[Document excerpt]
-=-=-=-=-

Athletic Training Quiz Bowl Team Wins Six-State District Title
'We Decided to Go Big or Go Home!'
March 25, 2009
Wilmington College’s Athletic Training Quiz Bowl team’s season of competitions against some of the nation’s largest universities has become a modern day David versus Goliath story.
First WC defeated The Ohio State University on its own turf in January to win the state Quiz Bowl championship. Then, over the College’s spring break in March, the team traveled to Fort Wayne to take on the top teams from the six-state Great Lakes District.
Well, David landed another rock to Goliath’s head as Wilmington College — by far the smallest school in the competition — nipped Michigan State University for the National Athletic Trainers Association District 4 Quiz Bowl title.
As one of 10 district champions, Wilmington advances to the first-ever National AT Quiz Bowl Championship in San Antonio this June. Wilmington is one of 80 certified programs in the Great Lakes District, which constitutes the largest in the nation.
Larry Howard, WC’s coach and AT program director, congratulated his three seniors on “their hard-fought victory.” They include Alex Rhinehart of Wilmington, Jacqueline Borda of Dayton and Jesse Parthemore of Columbus Grove.
“This group certainly was very knowledgeable and fast at answering the questions,” Howard said. “This team is representative of the entire senior class. I think we could have taken other students and they also would have done well.”
While the team romped over the nearest competition by 4,400 points in winning the Ohio championship, they were at odds at the district contest with more than Michigan State, the University of Illinois, University of Wisconsin, Indiana Wesleyan University and St. Cloud (Minn.) University.
They had to deal with technology gone haywire.

-=-=-=-=-

[Raw data]
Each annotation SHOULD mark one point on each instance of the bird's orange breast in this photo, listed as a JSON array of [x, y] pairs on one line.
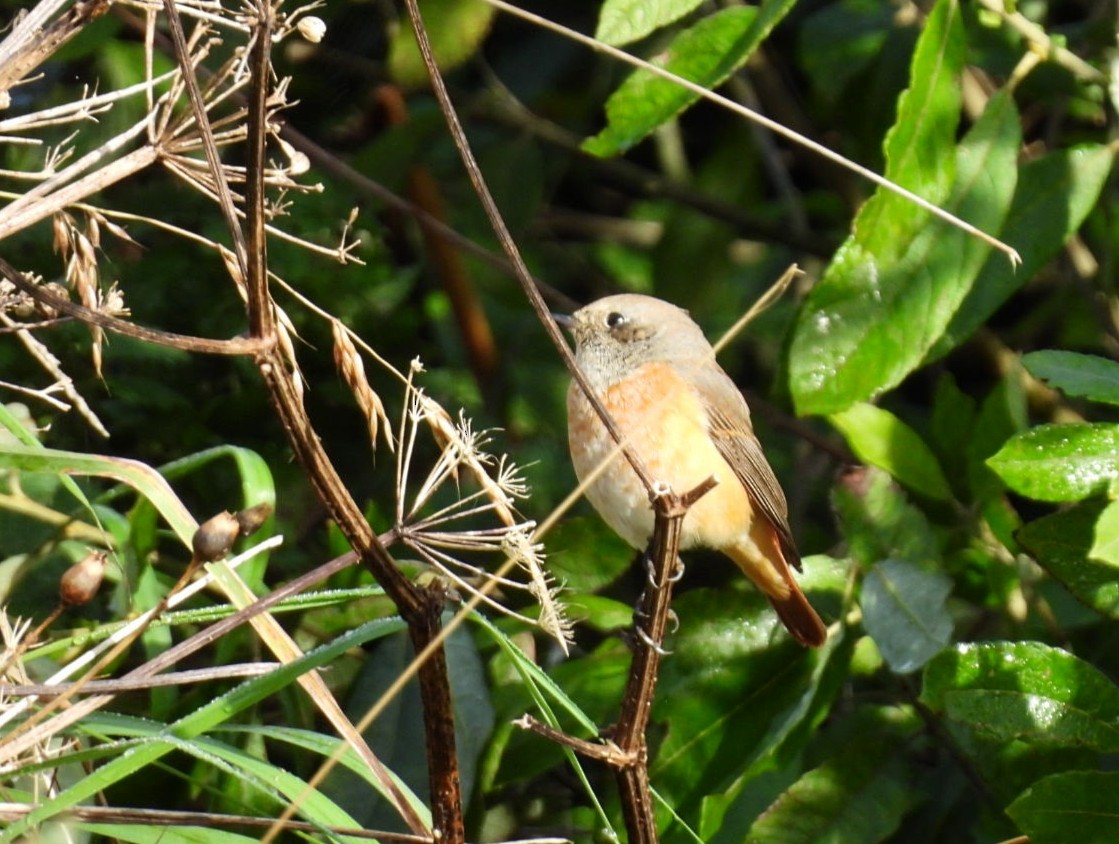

-=-=-=-=-

[What the task requires]
Quote the quiz bowl article starting at the words "As one of 10" and ending after "in the nation.".

[Answer]
As one of 10 district champions, Wilmington advances to the first-ever National AT Quiz Bowl Championship in San Antonio this June. Wilmington is one of 80 certified programs in the Great Lakes District, which constitutes the largest in the nation.